------ PROVIDED MATERIAL ------
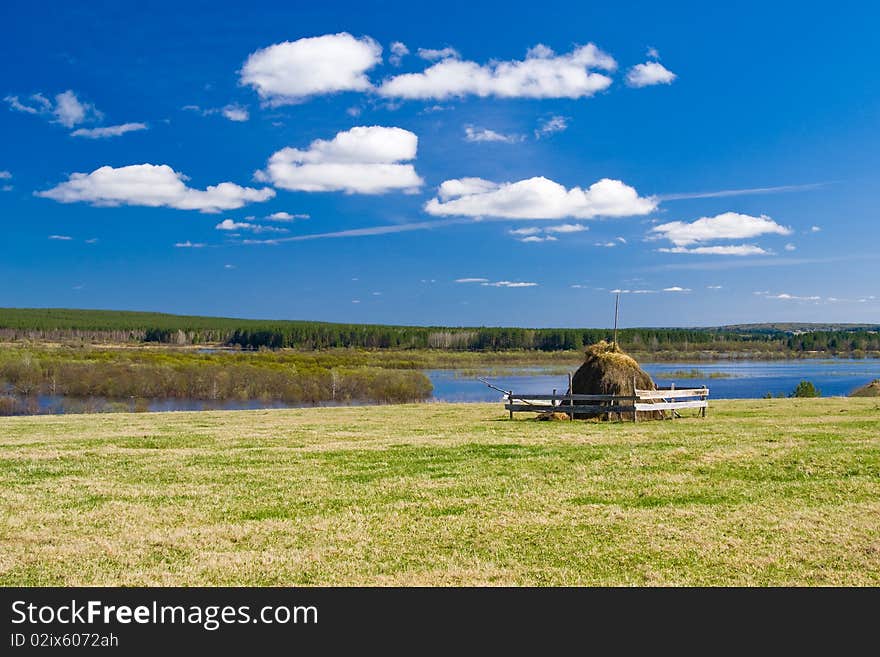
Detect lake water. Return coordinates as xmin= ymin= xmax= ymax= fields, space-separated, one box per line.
xmin=0 ymin=358 xmax=880 ymax=415
xmin=427 ymin=358 xmax=880 ymax=402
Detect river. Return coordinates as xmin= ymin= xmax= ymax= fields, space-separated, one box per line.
xmin=427 ymin=358 xmax=880 ymax=402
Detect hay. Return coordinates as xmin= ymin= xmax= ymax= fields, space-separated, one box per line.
xmin=535 ymin=411 xmax=571 ymax=422
xmin=849 ymin=379 xmax=880 ymax=397
xmin=571 ymin=340 xmax=663 ymax=420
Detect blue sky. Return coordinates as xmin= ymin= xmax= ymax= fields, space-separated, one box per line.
xmin=0 ymin=1 xmax=880 ymax=326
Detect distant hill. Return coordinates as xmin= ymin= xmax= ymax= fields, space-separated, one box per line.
xmin=718 ymin=322 xmax=880 ymax=333
xmin=0 ymin=308 xmax=880 ymax=359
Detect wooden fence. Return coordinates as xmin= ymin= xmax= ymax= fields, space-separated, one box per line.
xmin=504 ymin=384 xmax=709 ymax=422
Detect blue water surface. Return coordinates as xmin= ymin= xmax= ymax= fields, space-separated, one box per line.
xmin=426 ymin=358 xmax=880 ymax=402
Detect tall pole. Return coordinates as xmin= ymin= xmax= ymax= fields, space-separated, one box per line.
xmin=614 ymin=292 xmax=620 ymax=347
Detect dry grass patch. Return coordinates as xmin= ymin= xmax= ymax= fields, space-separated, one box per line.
xmin=0 ymin=399 xmax=880 ymax=586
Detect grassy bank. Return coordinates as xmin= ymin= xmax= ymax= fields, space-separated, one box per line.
xmin=0 ymin=399 xmax=880 ymax=585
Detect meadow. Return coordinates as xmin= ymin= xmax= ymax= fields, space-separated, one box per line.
xmin=0 ymin=398 xmax=880 ymax=586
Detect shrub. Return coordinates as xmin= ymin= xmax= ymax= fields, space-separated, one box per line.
xmin=791 ymin=381 xmax=822 ymax=397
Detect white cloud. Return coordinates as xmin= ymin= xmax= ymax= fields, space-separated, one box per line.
xmin=626 ymin=62 xmax=678 ymax=88
xmin=425 ymin=177 xmax=657 ymax=219
xmin=418 ymin=46 xmax=461 ymax=62
xmin=377 ymin=44 xmax=617 ymax=100
xmin=214 ymin=219 xmax=290 ymax=233
xmin=255 ymin=126 xmax=423 ymax=194
xmin=464 ymin=125 xmax=523 ymax=144
xmin=535 ymin=116 xmax=568 ymax=139
xmin=240 ymin=32 xmax=382 ymax=106
xmin=755 ymin=292 xmax=820 ymax=301
xmin=35 ymin=164 xmax=275 ymax=212
xmin=388 ymin=41 xmax=409 ymax=66
xmin=53 ymin=90 xmax=101 ymax=128
xmin=480 ymin=281 xmax=538 ymax=287
xmin=214 ymin=219 xmax=252 ymax=230
xmin=657 ymin=244 xmax=771 ymax=256
xmin=266 ymin=212 xmax=310 ymax=221
xmin=181 ymin=103 xmax=251 ymax=123
xmin=70 ymin=123 xmax=147 ymax=139
xmin=544 ymin=224 xmax=589 ymax=233
xmin=220 ymin=103 xmax=251 ymax=123
xmin=4 ymin=89 xmax=103 ymax=128
xmin=657 ymin=183 xmax=828 ymax=201
xmin=651 ymin=212 xmax=792 ymax=246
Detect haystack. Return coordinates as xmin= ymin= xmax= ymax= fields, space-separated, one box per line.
xmin=571 ymin=340 xmax=663 ymax=420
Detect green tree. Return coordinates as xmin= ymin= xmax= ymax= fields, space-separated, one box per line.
xmin=791 ymin=381 xmax=822 ymax=397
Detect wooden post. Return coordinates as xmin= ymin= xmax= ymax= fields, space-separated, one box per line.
xmin=568 ymin=372 xmax=574 ymax=422
xmin=633 ymin=377 xmax=639 ymax=422
xmin=612 ymin=292 xmax=620 ymax=347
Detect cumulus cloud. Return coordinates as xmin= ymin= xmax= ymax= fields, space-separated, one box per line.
xmin=425 ymin=177 xmax=657 ymax=219
xmin=657 ymin=244 xmax=771 ymax=256
xmin=70 ymin=123 xmax=147 ymax=139
xmin=388 ymin=41 xmax=409 ymax=66
xmin=507 ymin=224 xmax=589 ymax=243
xmin=214 ymin=219 xmax=290 ymax=233
xmin=240 ymin=32 xmax=382 ymax=107
xmin=464 ymin=125 xmax=523 ymax=144
xmin=418 ymin=46 xmax=461 ymax=62
xmin=377 ymin=43 xmax=617 ymax=100
xmin=36 ymin=164 xmax=275 ymax=212
xmin=266 ymin=212 xmax=311 ymax=221
xmin=651 ymin=212 xmax=792 ymax=246
xmin=520 ymin=235 xmax=558 ymax=244
xmin=755 ymin=292 xmax=824 ymax=301
xmin=181 ymin=103 xmax=251 ymax=123
xmin=220 ymin=103 xmax=251 ymax=123
xmin=544 ymin=224 xmax=589 ymax=233
xmin=255 ymin=126 xmax=423 ymax=194
xmin=626 ymin=62 xmax=678 ymax=88
xmin=480 ymin=281 xmax=538 ymax=287
xmin=4 ymin=89 xmax=103 ymax=128
xmin=535 ymin=116 xmax=568 ymax=139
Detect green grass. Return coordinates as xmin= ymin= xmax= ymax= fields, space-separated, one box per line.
xmin=0 ymin=398 xmax=880 ymax=586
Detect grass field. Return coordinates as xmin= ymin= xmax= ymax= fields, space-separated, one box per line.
xmin=0 ymin=399 xmax=880 ymax=586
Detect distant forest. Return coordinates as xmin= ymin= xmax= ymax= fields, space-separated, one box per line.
xmin=0 ymin=308 xmax=880 ymax=356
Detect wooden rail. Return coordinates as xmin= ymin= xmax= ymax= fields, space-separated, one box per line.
xmin=504 ymin=385 xmax=709 ymax=422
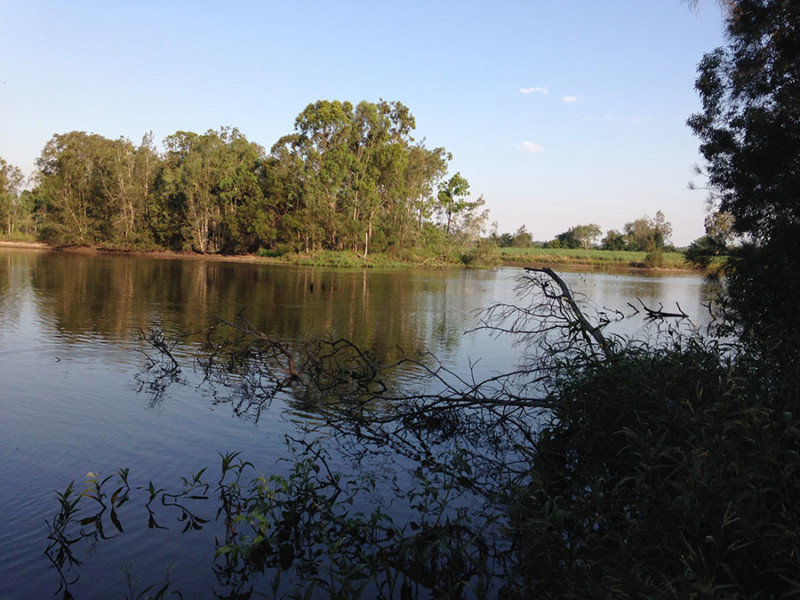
------
* [WRITTEN TASK]
Reproduce all of the entries above word for word, but leave out the pictures.

* [OUTPUT FOR THIS EXERCISE]
Detect lake water. Return coordinates as xmin= ymin= xmax= ymax= fields, space-separated, one box per line.
xmin=0 ymin=358 xmax=880 ymax=415
xmin=427 ymin=358 xmax=880 ymax=402
Detect river. Return coordinates as xmin= ymin= xmax= ymax= fields, space-separated, one box per line.
xmin=427 ymin=358 xmax=880 ymax=402
Detect hay. Return coordinates as xmin= ymin= xmax= ymax= fields, space-separated, one box per line.
xmin=535 ymin=411 xmax=571 ymax=422
xmin=849 ymin=379 xmax=880 ymax=397
xmin=571 ymin=340 xmax=663 ymax=420
Detect blue sky. Return coordinates as xmin= ymin= xmax= ymax= fields, space-separated, one box per line.
xmin=0 ymin=1 xmax=880 ymax=326
Detect distant hill. Return coordinates as xmin= ymin= xmax= ymax= fields, space-separated, one box per line.
xmin=718 ymin=322 xmax=880 ymax=333
xmin=0 ymin=308 xmax=880 ymax=359
Detect wooden fence. Return coordinates as xmin= ymin= xmax= ymax= fields, space-separated, one box per line.
xmin=504 ymin=384 xmax=709 ymax=422
Detect blue water surface. Return coordinates as xmin= ymin= xmax= ymax= fields, space-separated, one box per line.
xmin=426 ymin=358 xmax=880 ymax=402
Detect tall pole. Return coordinates as xmin= ymin= xmax= ymax= fields, space-separated, one box per line.
xmin=614 ymin=292 xmax=620 ymax=347
Detect dry grass patch. Return coordinates as xmin= ymin= xmax= ymax= fields, space-separated, one box per line.
xmin=0 ymin=399 xmax=880 ymax=586
Detect grassy bank. Return coordinates as xmin= ymin= xmax= ymax= fields, space-separated, one box per line.
xmin=0 ymin=399 xmax=880 ymax=585
Detect meadow. Return coordinates as xmin= ymin= xmax= ymax= fields, space-separated, one box per line.
xmin=0 ymin=398 xmax=880 ymax=586
Detect shrub. Return coordinates as xmin= ymin= xmax= ymax= fields, space-separated, one box per line.
xmin=791 ymin=381 xmax=822 ymax=397
Detect white cloud. Return coordinates as xmin= ymin= xmax= ymax= fields, space-separated, one box per line.
xmin=626 ymin=62 xmax=678 ymax=88
xmin=425 ymin=177 xmax=657 ymax=219
xmin=418 ymin=46 xmax=461 ymax=62
xmin=377 ymin=44 xmax=617 ymax=100
xmin=214 ymin=219 xmax=290 ymax=233
xmin=255 ymin=126 xmax=423 ymax=194
xmin=464 ymin=125 xmax=523 ymax=144
xmin=535 ymin=116 xmax=568 ymax=139
xmin=240 ymin=32 xmax=382 ymax=106
xmin=755 ymin=292 xmax=820 ymax=301
xmin=35 ymin=164 xmax=275 ymax=212
xmin=388 ymin=41 xmax=409 ymax=66
xmin=53 ymin=90 xmax=101 ymax=128
xmin=480 ymin=281 xmax=538 ymax=287
xmin=214 ymin=219 xmax=252 ymax=230
xmin=657 ymin=244 xmax=771 ymax=256
xmin=266 ymin=212 xmax=310 ymax=221
xmin=181 ymin=103 xmax=251 ymax=123
xmin=70 ymin=123 xmax=147 ymax=139
xmin=544 ymin=224 xmax=589 ymax=233
xmin=220 ymin=103 xmax=251 ymax=123
xmin=4 ymin=89 xmax=103 ymax=128
xmin=657 ymin=183 xmax=828 ymax=201
xmin=651 ymin=212 xmax=792 ymax=246
Detect haystack. Return coordinates as xmin= ymin= xmax= ymax= fields, space-separated, one box per line.
xmin=571 ymin=340 xmax=663 ymax=420
Detect green tree. Return coordinates as xmin= ymin= xmax= ymax= fields, space-separated, one box per line.
xmin=791 ymin=381 xmax=822 ymax=397
Detect wooden post. Return coordinates as xmin= ymin= xmax= ymax= fields, space-separated, one box per line.
xmin=568 ymin=372 xmax=574 ymax=422
xmin=633 ymin=377 xmax=639 ymax=422
xmin=612 ymin=292 xmax=620 ymax=347
Detect cumulus cloud. Return coordinates as xmin= ymin= xmax= ymax= fields, space-separated, one box per line.
xmin=425 ymin=177 xmax=657 ymax=219
xmin=657 ymin=244 xmax=771 ymax=256
xmin=70 ymin=123 xmax=147 ymax=139
xmin=388 ymin=41 xmax=409 ymax=66
xmin=507 ymin=224 xmax=589 ymax=243
xmin=214 ymin=219 xmax=290 ymax=233
xmin=240 ymin=32 xmax=382 ymax=107
xmin=464 ymin=125 xmax=523 ymax=144
xmin=418 ymin=46 xmax=461 ymax=62
xmin=377 ymin=43 xmax=617 ymax=100
xmin=36 ymin=164 xmax=275 ymax=212
xmin=266 ymin=212 xmax=311 ymax=221
xmin=651 ymin=212 xmax=792 ymax=246
xmin=520 ymin=235 xmax=558 ymax=244
xmin=755 ymin=292 xmax=824 ymax=301
xmin=181 ymin=103 xmax=251 ymax=123
xmin=220 ymin=103 xmax=251 ymax=123
xmin=544 ymin=224 xmax=589 ymax=233
xmin=255 ymin=126 xmax=423 ymax=194
xmin=626 ymin=62 xmax=678 ymax=88
xmin=480 ymin=281 xmax=538 ymax=287
xmin=4 ymin=89 xmax=103 ymax=128
xmin=535 ymin=116 xmax=568 ymax=139
Detect green grass. Return coordinates as xmin= ymin= xmax= ymax= fields, space-separated, one box per line.
xmin=0 ymin=398 xmax=880 ymax=586
Detect grass field. Return coordinates as xmin= ymin= xmax= ymax= fields, space-separated, one box per line.
xmin=0 ymin=399 xmax=880 ymax=586
Detect distant forest. Return coordinates as xmin= ymin= xmax= ymax= fields, space-separated, one box per line.
xmin=0 ymin=308 xmax=880 ymax=356
Detect wooden rail. Return coordinates as xmin= ymin= xmax= ymax= fields, space-separated, one box per line.
xmin=504 ymin=385 xmax=709 ymax=422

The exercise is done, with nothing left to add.